__AIM OF THE EXERCISE__
Copy all of the records below verbatim, line for line, omitting the pictures.
____
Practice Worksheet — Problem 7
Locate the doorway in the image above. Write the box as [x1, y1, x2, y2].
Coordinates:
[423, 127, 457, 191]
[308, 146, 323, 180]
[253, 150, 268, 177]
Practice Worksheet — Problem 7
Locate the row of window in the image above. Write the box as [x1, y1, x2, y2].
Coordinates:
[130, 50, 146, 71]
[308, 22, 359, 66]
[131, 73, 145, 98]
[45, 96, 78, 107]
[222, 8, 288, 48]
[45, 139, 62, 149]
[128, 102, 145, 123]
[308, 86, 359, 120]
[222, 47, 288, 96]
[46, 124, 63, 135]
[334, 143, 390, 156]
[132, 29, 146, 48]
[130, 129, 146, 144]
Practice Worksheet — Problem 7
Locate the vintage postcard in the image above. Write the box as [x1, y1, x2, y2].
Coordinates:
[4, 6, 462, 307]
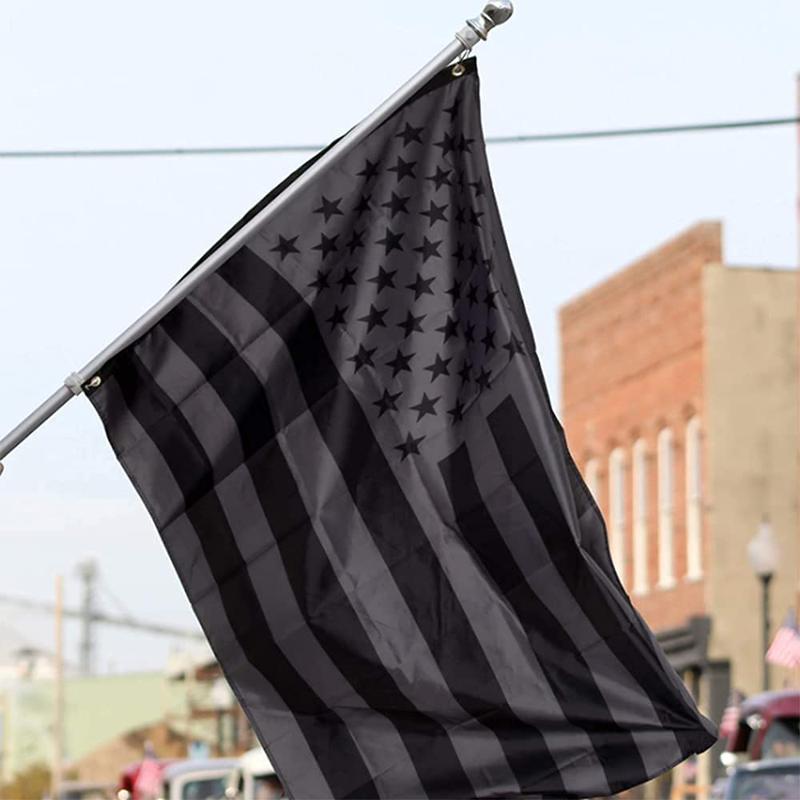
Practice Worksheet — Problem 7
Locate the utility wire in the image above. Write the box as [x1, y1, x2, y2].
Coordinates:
[0, 117, 800, 159]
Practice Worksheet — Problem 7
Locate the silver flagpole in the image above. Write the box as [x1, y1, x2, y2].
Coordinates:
[0, 0, 513, 473]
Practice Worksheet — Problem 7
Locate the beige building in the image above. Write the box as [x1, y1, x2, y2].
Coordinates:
[560, 222, 800, 782]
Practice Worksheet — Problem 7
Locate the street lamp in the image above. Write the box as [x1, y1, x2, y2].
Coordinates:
[747, 516, 778, 692]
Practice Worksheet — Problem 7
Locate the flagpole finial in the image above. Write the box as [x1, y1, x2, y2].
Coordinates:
[467, 0, 514, 41]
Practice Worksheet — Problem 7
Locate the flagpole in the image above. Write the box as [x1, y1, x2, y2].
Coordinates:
[0, 0, 513, 473]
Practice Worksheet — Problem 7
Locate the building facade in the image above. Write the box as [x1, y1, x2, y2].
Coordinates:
[560, 222, 800, 792]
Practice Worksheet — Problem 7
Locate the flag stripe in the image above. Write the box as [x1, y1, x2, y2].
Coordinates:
[439, 444, 647, 792]
[134, 324, 432, 798]
[188, 275, 524, 797]
[488, 396, 702, 756]
[162, 302, 473, 797]
[218, 248, 567, 796]
[110, 350, 377, 798]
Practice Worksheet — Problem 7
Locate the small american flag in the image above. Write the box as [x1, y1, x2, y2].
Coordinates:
[767, 611, 800, 669]
[719, 689, 744, 739]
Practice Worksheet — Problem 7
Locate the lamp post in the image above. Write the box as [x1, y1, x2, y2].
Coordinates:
[747, 516, 778, 692]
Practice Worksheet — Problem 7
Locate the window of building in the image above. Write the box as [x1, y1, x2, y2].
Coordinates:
[583, 458, 600, 504]
[686, 417, 703, 580]
[633, 439, 649, 594]
[658, 428, 675, 589]
[608, 447, 625, 584]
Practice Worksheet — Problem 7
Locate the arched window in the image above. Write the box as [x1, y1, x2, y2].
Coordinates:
[686, 417, 703, 580]
[632, 439, 649, 594]
[658, 428, 675, 589]
[583, 458, 600, 504]
[608, 447, 625, 584]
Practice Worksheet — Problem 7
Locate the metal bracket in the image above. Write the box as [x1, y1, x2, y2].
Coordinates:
[64, 372, 85, 397]
[467, 0, 514, 41]
[456, 0, 514, 50]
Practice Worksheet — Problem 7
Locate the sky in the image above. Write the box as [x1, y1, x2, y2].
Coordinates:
[0, 0, 800, 671]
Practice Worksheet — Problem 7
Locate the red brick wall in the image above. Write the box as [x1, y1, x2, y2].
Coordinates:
[560, 222, 722, 630]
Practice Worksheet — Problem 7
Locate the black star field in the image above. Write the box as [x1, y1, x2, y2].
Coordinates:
[260, 74, 527, 463]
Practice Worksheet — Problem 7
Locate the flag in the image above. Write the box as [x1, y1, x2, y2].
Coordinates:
[767, 611, 800, 669]
[719, 689, 744, 739]
[84, 60, 714, 798]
____
__FULL SOLUTION__
Practice Worksheet — Problem 7
Locate the doorway in the image above. Write the box as [x1, y1, x2, y2].
Coordinates:
[423, 127, 457, 191]
[308, 146, 323, 180]
[253, 150, 268, 177]
Practice Worksheet — Problem 7
Locate the row of window in the image above. Write the box as [x1, y1, x2, y2].
Coordinates:
[130, 50, 146, 71]
[308, 22, 359, 66]
[131, 73, 145, 98]
[45, 96, 78, 107]
[222, 8, 288, 48]
[45, 139, 62, 149]
[128, 102, 145, 123]
[308, 86, 359, 120]
[222, 47, 288, 96]
[46, 124, 63, 135]
[334, 143, 390, 156]
[132, 29, 146, 48]
[130, 129, 146, 144]
Practice Worksheet — Problem 7
Locate the vintage postcard in the image above. Write the box as [x1, y1, x2, y2].
Coordinates:
[4, 6, 462, 307]
Practice Worksheet — Problem 7
Locate the utility wire in the image above. Write the box as [x1, y1, x2, y2].
Coordinates:
[0, 117, 800, 159]
Practice Worksheet — Problem 7
Locate the silver flagpole in the image above. Write the box as [x1, y1, x2, y2].
Coordinates:
[0, 0, 513, 473]
Practice Worksheet — Problem 7
Locate the beige building in the image above. Write the box as [x1, y1, x2, y2].
Coordinates:
[560, 222, 800, 782]
Practice Worksheet — Problem 7
Locate the street lamp in the image above. Write the box as [x1, y1, x2, y2].
Coordinates:
[747, 516, 778, 692]
Practice Worksheet — Problem 7
Locate the flagpole finial in the image above. Write the box as [x1, y1, x2, y2].
Coordinates:
[467, 0, 514, 41]
Practice Worksheet — Problem 7
Locate the flagpole in the image above. Write the box as [x1, y1, x2, y2].
Coordinates:
[0, 0, 513, 473]
Practice Worksheet — Problem 7
Locate the building facade in the image above. Write the box as [x1, y1, x2, y2].
Coordinates:
[560, 222, 800, 792]
Practice Worksheet — Problem 7
Locate the flag stripe in the image above. Write the box as [x1, y1, x2, y2].
Coordinates:
[439, 444, 647, 792]
[134, 324, 432, 798]
[188, 275, 524, 797]
[488, 396, 702, 756]
[162, 302, 473, 797]
[218, 248, 567, 796]
[110, 350, 377, 798]
Practice Worksheet — Problem 7
Locate the small american flag in the image above. Write the box as [x1, y1, x2, y2].
Coordinates:
[767, 611, 800, 669]
[719, 689, 744, 739]
Practice Worksheet — Problem 7
Locate the lamp post in the image above. Write the box as [x1, y1, x2, y2].
Coordinates:
[747, 516, 778, 692]
Practice Worksheet — Problem 7
Locate the window of building in the image above. Write the box as [x1, y1, x2, y2].
Coordinates:
[583, 458, 600, 504]
[686, 417, 703, 580]
[633, 439, 649, 594]
[658, 428, 675, 589]
[608, 447, 625, 584]
Practice Worksheet — Problem 7
Locate the arched window in the image above. Write the box as [x1, y1, x2, y2].
Coordinates:
[686, 417, 703, 580]
[632, 439, 649, 594]
[658, 428, 675, 589]
[583, 458, 600, 504]
[608, 447, 625, 584]
Practice Worksheet — Problem 7
Locate the metal bracket in the image above. Write the box as [x1, y1, x2, y2].
Coordinates:
[64, 372, 85, 397]
[467, 0, 514, 41]
[456, 0, 514, 50]
Practice Worksheet — Problem 7
Locate the sky in the image above. Write the box as [x1, y1, x2, y2].
Coordinates:
[0, 0, 800, 671]
Practice Worksheet — Problem 7
Locate the red brick wall in the image above. Write the box as [x1, y1, x2, y2].
Coordinates:
[560, 222, 722, 630]
Practice Worksheet — Problem 7
Locate the black star field in the image above. Write the box as [x1, y1, x2, y2].
Coordinates:
[260, 74, 527, 463]
Practice Worksheet — Problem 7
Locate the flag in the image above. Write the box as [x1, y1, x2, y2].
Coordinates:
[767, 611, 800, 669]
[719, 689, 744, 739]
[84, 60, 714, 798]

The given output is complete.